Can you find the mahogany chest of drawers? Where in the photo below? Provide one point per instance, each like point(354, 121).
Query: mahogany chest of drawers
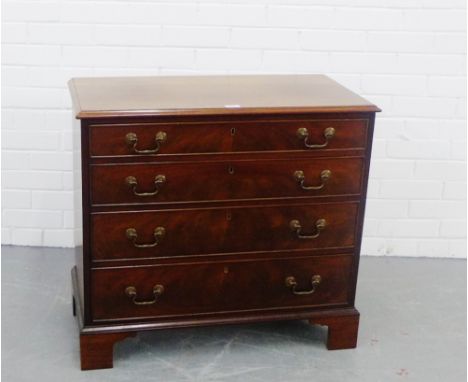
point(215, 200)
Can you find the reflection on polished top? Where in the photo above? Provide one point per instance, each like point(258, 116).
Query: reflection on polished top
point(208, 95)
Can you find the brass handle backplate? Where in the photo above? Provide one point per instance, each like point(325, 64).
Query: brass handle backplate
point(132, 182)
point(132, 235)
point(296, 227)
point(325, 175)
point(132, 141)
point(131, 292)
point(303, 133)
point(291, 283)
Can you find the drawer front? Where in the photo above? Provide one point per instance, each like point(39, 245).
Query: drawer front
point(166, 233)
point(161, 183)
point(223, 137)
point(171, 290)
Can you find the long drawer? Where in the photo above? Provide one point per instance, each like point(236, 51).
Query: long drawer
point(166, 233)
point(160, 139)
point(224, 180)
point(170, 290)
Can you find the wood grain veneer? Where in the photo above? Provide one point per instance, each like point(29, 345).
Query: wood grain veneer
point(217, 242)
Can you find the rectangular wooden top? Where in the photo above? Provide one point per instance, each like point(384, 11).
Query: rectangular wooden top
point(212, 95)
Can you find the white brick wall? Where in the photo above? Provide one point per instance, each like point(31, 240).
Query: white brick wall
point(407, 56)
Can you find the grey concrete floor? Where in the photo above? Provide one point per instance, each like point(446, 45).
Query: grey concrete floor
point(413, 328)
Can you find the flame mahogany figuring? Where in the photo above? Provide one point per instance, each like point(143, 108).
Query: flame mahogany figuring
point(216, 244)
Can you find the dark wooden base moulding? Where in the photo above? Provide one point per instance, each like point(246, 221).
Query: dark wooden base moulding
point(217, 200)
point(97, 342)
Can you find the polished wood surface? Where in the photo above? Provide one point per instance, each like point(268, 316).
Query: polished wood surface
point(208, 95)
point(219, 234)
point(224, 137)
point(224, 180)
point(220, 230)
point(219, 287)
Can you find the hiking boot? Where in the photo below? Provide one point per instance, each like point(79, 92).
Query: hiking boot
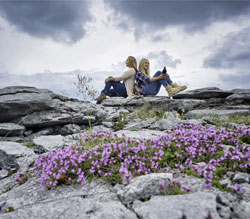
point(101, 98)
point(172, 91)
point(174, 85)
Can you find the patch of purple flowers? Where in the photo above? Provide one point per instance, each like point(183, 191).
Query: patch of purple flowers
point(103, 154)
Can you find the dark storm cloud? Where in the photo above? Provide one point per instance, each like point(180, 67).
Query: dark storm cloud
point(233, 52)
point(192, 15)
point(239, 80)
point(163, 59)
point(60, 20)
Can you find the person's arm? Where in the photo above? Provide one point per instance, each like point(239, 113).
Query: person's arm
point(109, 79)
point(127, 74)
point(124, 76)
point(158, 77)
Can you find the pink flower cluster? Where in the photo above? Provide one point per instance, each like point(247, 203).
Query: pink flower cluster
point(103, 154)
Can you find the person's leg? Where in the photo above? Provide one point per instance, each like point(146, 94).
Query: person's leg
point(119, 88)
point(164, 82)
point(152, 88)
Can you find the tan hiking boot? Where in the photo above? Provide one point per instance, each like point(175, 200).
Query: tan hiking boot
point(172, 91)
point(101, 97)
point(182, 87)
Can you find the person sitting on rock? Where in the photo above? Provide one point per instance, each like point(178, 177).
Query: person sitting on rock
point(160, 78)
point(113, 86)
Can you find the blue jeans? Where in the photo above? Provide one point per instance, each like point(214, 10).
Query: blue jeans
point(153, 88)
point(115, 89)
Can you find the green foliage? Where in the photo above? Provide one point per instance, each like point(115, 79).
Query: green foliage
point(10, 173)
point(29, 144)
point(181, 114)
point(121, 123)
point(10, 209)
point(245, 139)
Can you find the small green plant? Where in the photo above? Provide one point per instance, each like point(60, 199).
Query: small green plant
point(236, 118)
point(181, 114)
point(29, 144)
point(173, 188)
point(87, 92)
point(121, 123)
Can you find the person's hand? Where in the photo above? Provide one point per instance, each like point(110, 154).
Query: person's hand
point(162, 76)
point(107, 80)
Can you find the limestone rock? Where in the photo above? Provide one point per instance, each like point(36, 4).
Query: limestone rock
point(200, 113)
point(195, 205)
point(24, 156)
point(70, 129)
point(242, 210)
point(239, 99)
point(240, 177)
point(49, 143)
point(90, 200)
point(7, 162)
point(16, 102)
point(143, 187)
point(204, 93)
point(11, 129)
point(144, 133)
point(140, 125)
point(52, 118)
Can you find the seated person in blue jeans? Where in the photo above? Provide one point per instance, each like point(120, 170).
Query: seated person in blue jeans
point(154, 84)
point(113, 86)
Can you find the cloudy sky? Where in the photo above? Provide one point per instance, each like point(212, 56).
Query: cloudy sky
point(47, 43)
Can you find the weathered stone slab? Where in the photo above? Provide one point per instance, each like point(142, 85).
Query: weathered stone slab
point(16, 102)
point(166, 124)
point(90, 200)
point(239, 99)
point(198, 205)
point(143, 187)
point(242, 210)
point(199, 113)
point(24, 156)
point(203, 93)
point(49, 143)
point(139, 125)
point(52, 118)
point(7, 162)
point(11, 129)
point(145, 133)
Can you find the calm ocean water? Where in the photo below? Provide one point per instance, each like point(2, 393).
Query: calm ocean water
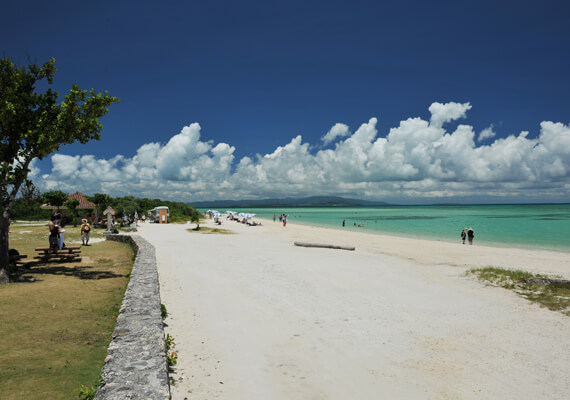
point(537, 226)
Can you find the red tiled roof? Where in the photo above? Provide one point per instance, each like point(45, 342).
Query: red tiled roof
point(83, 202)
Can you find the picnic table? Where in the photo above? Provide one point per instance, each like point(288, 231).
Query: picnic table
point(68, 253)
point(16, 259)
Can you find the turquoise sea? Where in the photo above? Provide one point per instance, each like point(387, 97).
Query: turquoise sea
point(536, 226)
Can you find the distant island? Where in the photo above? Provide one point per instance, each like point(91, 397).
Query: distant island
point(314, 201)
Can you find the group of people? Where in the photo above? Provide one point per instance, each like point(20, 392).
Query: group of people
point(467, 233)
point(56, 232)
point(282, 218)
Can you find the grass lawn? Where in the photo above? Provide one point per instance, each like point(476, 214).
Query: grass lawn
point(57, 319)
point(554, 296)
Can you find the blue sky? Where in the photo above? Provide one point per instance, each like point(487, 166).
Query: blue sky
point(223, 100)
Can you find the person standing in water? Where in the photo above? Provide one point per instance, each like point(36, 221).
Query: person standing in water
point(470, 235)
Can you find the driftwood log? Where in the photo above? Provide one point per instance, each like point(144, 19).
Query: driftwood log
point(325, 246)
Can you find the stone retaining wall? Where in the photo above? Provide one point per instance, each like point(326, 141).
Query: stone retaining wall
point(136, 367)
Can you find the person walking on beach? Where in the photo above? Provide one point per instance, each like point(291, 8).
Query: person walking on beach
point(53, 234)
point(464, 234)
point(85, 232)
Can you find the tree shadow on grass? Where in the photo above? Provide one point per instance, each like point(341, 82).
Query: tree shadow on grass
point(80, 272)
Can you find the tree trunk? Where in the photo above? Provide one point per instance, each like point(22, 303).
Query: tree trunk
point(4, 247)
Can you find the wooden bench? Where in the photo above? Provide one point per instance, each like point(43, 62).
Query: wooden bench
point(16, 259)
point(68, 253)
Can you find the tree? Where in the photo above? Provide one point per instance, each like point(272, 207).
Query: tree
point(33, 125)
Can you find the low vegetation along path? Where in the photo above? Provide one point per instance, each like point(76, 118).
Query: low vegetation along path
point(255, 317)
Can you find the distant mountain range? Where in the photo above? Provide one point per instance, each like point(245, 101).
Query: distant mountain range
point(314, 201)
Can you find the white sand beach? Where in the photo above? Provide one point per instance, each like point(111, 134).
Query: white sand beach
point(255, 317)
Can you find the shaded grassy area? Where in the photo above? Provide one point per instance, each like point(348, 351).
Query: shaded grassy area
point(554, 296)
point(208, 230)
point(58, 318)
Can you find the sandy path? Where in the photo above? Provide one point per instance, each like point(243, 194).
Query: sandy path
point(255, 317)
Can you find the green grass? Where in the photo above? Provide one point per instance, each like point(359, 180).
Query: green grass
point(554, 296)
point(58, 318)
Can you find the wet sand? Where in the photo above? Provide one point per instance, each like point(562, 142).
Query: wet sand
point(255, 317)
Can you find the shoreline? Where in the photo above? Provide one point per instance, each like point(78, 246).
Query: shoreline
point(255, 317)
point(428, 251)
point(478, 242)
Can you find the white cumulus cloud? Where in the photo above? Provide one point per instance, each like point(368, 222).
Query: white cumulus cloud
point(415, 160)
point(338, 130)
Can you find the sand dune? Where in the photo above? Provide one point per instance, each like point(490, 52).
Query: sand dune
point(255, 317)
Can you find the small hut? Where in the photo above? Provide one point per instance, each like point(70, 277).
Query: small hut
point(82, 208)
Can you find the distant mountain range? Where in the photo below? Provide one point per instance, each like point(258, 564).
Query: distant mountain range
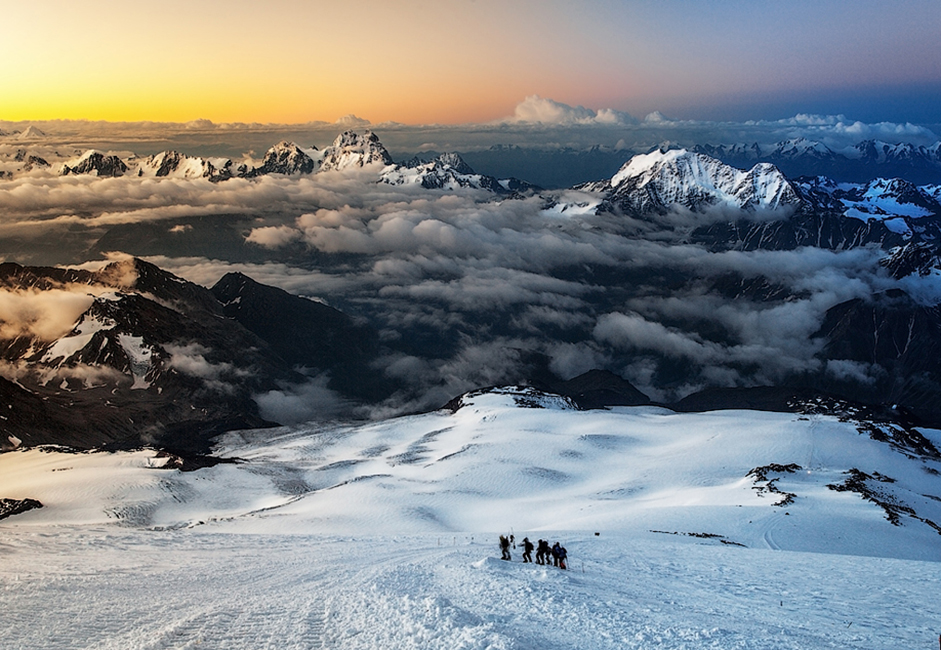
◆ ◆ ◆ ◆ ◆ ◆ ◆
Task to carry out -
From the material above, set down exactly the lines between the line holding "Query: sand dune" and the line holding "like point(258, 564).", inclusive. Include nothing else.

Answer space -
Query: sand dune
point(255, 317)
Can you find the small hut? Where in the photo above? Provide one point per instance, each like point(70, 277).
Query: small hut
point(82, 208)
Can you find the distant mountain range? Where in the photo below? Provide one point per instance, each like point(258, 564).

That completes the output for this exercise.